- _Data entries_
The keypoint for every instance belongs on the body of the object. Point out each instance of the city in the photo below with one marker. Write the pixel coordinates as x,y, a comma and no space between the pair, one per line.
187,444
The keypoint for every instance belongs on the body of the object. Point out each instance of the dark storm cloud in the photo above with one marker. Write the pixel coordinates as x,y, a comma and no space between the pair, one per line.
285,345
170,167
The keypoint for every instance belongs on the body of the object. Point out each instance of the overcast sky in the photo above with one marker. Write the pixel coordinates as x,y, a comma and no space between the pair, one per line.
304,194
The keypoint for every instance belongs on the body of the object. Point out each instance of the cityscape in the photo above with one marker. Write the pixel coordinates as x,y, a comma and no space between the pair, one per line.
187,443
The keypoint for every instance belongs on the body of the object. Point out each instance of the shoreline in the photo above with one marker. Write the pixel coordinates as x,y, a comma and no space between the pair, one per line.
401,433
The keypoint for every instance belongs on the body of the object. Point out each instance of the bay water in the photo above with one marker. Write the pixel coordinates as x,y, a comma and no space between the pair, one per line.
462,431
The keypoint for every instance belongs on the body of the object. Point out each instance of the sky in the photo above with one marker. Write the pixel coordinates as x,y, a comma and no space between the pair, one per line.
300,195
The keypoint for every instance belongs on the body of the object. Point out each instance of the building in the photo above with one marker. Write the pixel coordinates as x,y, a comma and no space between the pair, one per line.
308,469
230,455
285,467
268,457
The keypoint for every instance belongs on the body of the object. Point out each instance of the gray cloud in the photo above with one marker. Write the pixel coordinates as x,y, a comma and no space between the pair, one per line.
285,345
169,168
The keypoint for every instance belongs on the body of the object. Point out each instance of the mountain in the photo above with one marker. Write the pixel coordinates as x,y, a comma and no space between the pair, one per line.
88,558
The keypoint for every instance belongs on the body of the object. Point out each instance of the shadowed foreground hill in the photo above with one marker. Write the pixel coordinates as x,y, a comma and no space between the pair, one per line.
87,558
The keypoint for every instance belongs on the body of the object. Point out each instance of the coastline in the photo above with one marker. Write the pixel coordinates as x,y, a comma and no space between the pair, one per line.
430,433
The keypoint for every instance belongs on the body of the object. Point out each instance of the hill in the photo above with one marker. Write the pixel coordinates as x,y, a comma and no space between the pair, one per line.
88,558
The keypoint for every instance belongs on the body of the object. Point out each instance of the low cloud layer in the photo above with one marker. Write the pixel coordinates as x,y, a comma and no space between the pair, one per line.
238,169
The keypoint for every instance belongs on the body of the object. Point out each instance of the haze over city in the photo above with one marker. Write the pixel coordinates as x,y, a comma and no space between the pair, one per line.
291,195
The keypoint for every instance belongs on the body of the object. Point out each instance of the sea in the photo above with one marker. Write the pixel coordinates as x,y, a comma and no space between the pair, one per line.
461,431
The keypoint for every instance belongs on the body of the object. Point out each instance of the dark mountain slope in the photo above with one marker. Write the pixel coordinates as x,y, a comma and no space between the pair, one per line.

- _Problem description_
Please give the records again starting at the line containing "instance of the sea" and ending at the end of the records, swapping "marker" for "dot" and leaving everything else unchanged.

- _Exercise response_
The keypoint for every instance belongs on the body of the object. Point out each instance of the sea in the photo above with one dot. Write the pixel coordinates as x,y, a comma and no space between the pair, one per line.
461,431
The keypoint for every instance belongs on the body of the object. Point out each instance of the dark mountain slope in the photo above with one dot. Write the pixel coordinates as x,y, a comma and no space between the pair, one per line.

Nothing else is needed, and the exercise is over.